Edit: I do hope that you won't treat aethergoop as a premium only currency as you need to pay money for it.
- Have players grind to build proficiency that will reduce grinding in the long term. And then since proficiency will drop every year, players will have to continue to grind in order to grind less.
- Players will have to specialize in a game that does not have the population to support specialization.
- Instead of allowing all trades to aethertrade, no aethertrading will be allowed by any trades so aethergoop will essentially become a premium only currency.
- Remove all mechanical incentive for players to trans a trade skill, so that only players who are interested in the creative aspects of the game will fully trans trade skills, further increasing scarcity.
Did I miss anything?I'm slightly concerned about the negative impact on the removal of the trans tradeskill options and the impact on PVP, and as Fillirriqili pointed out, the fact that Aethertrading did allow for people to get Aethergoop far more easily to work on their gnomeweapon, which has become the most useful method of bashing. Obviously we had a selection of people who took tradeskills for the trans options, but some of them were genuinely useful; I'm not sure that removing the trans tradeskill level will help encourage conflict -- it's as negative for people who never accessed them and now cannot get those benefits as it is to those who had them and have to get used to not having them.
Perhaps there's a (non-artifact, non-payment) way to incorporate the effects of those tradeskills back into the game world.
2) Players will not have to specialize but they'll be encouraged to specialize. We're addressing issues such as not being able to find traders with various things.
3) somewhat, you still have wondercorn and can buy it in game still. Aethertrading wasn't the only way to get goop.
4) Yeah, we're removing the benefit to have people choose the trade they want to do rather than the trade they need for the benefit. We wanted to remove any potential bias to let players do what they want freely.
- Remove class lock for tradeskills.
- Add in a 'proficiency' meter called something like *Merchantry*. This meter goes up when you sell items crafted/harvested by you to other players via a shop or in person. Any single item can boost your merchantry only once. There would have to be a syntax added for official sales in person, along the lines of BUY sword1231231 FROM CIARAN FOR <gold>. Proficiency will slowly decay over time as well.
- There is something akin to aethertraders but for crafting where gnomes/whatever lore organization will contact you via tells asking for some randomized item out of your crafting catalog, the reward being comms/goop/whatever. The rate of getting these missions is influenced by your merchantry skill level.
The hope being that the system will reward merchants that opt-in and go hard with crafting/selling. Also giving them a chance to build wealth through crafting and selling through the NPC missions. Crucially, this system is in no way punitive to those who don't engage in it. Mechanically the items crafted by someone with 100% Merchantry and 0% Merchantry are equal.I'm glad I hadn't yet bought the artifact to give me a fourth trade as planned. I think removing the inherent buffs/bonuses is a great idea, I can even get behind removing aethertraders, but I think those were enough without also taking away the trades from people like myself who like to dabble in all the things, stock their shops sometimes, and design things they can also craft without hunting people down.

=== Prompt 1 ===
Reproduce every line of the records below without changes, but leave out the pictures.

=== Records for processing ===
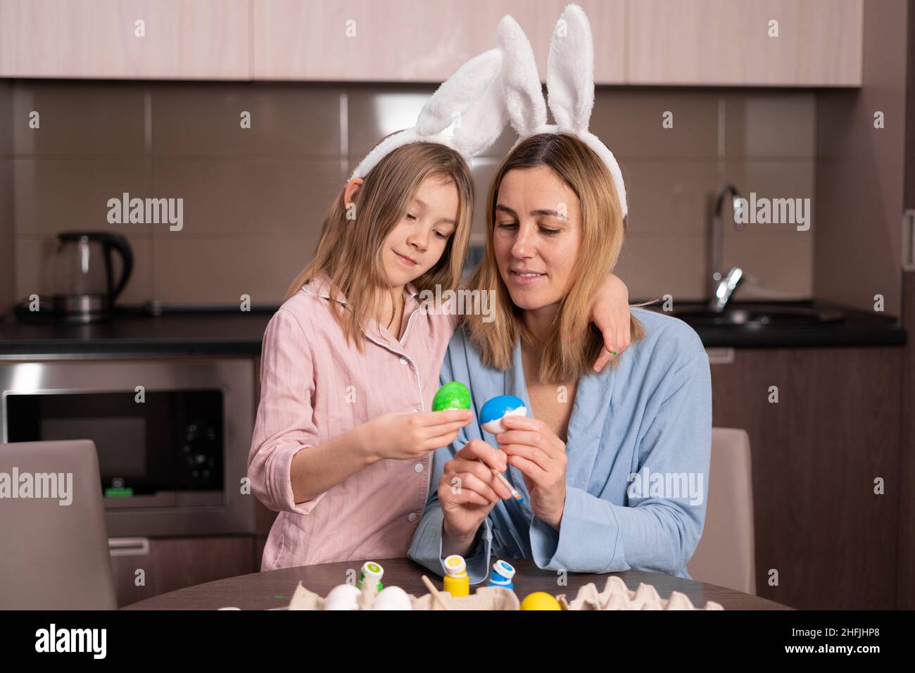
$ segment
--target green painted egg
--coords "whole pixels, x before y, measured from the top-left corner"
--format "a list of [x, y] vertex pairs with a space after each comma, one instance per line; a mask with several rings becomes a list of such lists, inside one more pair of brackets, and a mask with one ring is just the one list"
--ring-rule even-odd
[[433, 411], [468, 408], [470, 408], [470, 391], [459, 381], [445, 384], [432, 398]]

=== Prompt 2 ===
Rewrite the tradeskill discussion from "Perhaps there's a" to "with various things.", replacing "traders" with "crafters".

=== Task response 1 ===
$ segment
--target green painted egg
--coords "whole pixels, x before y, measured from the top-left corner"
--format "a list of [x, y] vertex pairs with a space after each comma, one instance per line; a mask with several rings becomes a list of such lists, inside one more pair of brackets, and a mask with one ring is just the one list"
--ring-rule even-odd
[[433, 411], [468, 408], [470, 408], [470, 391], [459, 381], [445, 384], [432, 398]]

=== Task response 2 ===
Perhaps there's a (non-artifact, non-payment) way to incorporate the effects of those tradeskills back into the game world.
2) Players will not have to specialize but they'll be encouraged to specialize. We're addressing issues such as not being able to find crafters with various things.